**Extracted text**
◇ ◇ ◇ ◇

The Cost of Cancer Care: The Sky Is Not Falling

Cancer care still costs less than 5 percent of total health expenditures.

While the idea that new therapies are driving up the cost of cancer care might make a good headline, it doesn’t hold water with health economists.

Debunking such myths about cancer care was the focus of a recent paper published in Health Affairs by Tomas Philipson and Dana Goldman. Their commentary provided evidence that cancer prescription costs are actually less expensive than other health care expenditures. They attribute the outrage to the fact that insurers are asking patients to pay a higher percentage of the cost of cancer therapies than of other more expensive medical treatments. And that outrage translates into the myth that the cost of new medicines is “unsustainable.”

Health care reform must focus on patient outcomes and has to be based on facts, not unsupported perspectives.

“The unsustainability of cancer care issue is more of a Chicken Little argument than anything else,” Alex Bastian, strategy, commercialization and practice leader in health care at GfK Bridgehead, said. “Everyone keeps saying the sky is falling, but it doesn’t seem to ever fall.”

That’s because, thanks to the U.S. patent system, the costs of medicines are predictably reduced over time. Innovators have less than 12 years on average to recoup their investment before their medicines become available as generics, and these patent expirations have saved the health care system over $1.2 trillion over the past decade.

◇ ◇ ◇ ◇

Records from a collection
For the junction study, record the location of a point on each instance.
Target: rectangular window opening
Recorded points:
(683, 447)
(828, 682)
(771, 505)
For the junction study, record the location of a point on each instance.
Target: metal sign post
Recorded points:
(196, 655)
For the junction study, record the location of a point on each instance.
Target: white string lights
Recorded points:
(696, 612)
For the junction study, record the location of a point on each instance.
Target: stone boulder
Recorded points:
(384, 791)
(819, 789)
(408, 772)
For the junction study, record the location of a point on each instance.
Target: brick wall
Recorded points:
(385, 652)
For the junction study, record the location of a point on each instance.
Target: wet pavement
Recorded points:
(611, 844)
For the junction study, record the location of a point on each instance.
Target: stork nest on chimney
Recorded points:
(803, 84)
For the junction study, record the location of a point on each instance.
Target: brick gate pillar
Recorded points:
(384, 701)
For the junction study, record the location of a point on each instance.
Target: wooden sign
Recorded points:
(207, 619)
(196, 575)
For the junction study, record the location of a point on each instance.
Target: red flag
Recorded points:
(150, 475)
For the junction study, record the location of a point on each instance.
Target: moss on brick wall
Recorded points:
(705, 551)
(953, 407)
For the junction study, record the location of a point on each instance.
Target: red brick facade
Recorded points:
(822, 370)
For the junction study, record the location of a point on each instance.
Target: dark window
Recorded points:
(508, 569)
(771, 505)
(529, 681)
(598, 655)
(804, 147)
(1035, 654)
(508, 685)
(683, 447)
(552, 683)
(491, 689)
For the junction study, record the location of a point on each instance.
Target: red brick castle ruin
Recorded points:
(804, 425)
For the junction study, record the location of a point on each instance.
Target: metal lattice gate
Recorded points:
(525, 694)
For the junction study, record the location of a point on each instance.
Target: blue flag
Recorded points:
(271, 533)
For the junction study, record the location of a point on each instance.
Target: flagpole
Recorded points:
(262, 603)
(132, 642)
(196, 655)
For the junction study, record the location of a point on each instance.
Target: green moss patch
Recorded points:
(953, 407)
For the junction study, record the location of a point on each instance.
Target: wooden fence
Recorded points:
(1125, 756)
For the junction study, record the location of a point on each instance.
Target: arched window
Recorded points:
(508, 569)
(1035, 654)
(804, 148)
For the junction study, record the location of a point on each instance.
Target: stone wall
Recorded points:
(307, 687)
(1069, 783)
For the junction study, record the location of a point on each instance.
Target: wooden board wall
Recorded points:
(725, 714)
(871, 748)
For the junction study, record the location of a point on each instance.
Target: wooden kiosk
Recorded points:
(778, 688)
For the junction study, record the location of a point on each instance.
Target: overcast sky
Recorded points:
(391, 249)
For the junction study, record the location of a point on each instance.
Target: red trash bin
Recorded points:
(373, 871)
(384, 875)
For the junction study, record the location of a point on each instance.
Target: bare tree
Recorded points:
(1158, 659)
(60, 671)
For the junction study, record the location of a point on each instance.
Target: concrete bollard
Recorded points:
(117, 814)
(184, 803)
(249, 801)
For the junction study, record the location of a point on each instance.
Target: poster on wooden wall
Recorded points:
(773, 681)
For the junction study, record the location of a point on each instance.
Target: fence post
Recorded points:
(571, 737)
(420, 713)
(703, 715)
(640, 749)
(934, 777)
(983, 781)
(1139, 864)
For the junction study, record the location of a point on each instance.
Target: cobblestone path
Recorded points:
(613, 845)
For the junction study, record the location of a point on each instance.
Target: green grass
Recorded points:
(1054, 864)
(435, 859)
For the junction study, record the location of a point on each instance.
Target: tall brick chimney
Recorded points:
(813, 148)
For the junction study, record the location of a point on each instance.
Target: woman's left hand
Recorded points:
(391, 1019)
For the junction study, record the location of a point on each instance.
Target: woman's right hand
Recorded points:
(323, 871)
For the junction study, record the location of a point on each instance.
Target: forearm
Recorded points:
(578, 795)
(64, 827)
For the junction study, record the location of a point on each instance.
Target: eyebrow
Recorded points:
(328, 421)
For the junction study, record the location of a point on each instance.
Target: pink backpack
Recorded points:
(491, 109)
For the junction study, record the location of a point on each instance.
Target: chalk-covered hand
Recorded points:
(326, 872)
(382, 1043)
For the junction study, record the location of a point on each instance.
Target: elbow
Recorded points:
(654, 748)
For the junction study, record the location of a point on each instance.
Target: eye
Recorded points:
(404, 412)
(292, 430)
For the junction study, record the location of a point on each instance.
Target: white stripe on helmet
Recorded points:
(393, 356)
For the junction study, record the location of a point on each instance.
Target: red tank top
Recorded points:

◇ ◇ ◇ ◇

**Tasks to complete**
A: How much, according to the article on cancer care costs, have patent expirations saved the health care system over the past decade?
B: Write out the passage of the article on cancer care costs that starts at the words "That’s because, thanks" and ends after "the past decade.".

**List of answers**
A: Over $1.2 trillion.

B:
That’s because, thanks to the U.S. patent system, the costs of medicines are predictably reduced over time. Innovators have less than 12 years on average to recoup their investment before their medicines become available as generics, and these patent expirations have saved the health care system over $1.2 trillion over the past decade.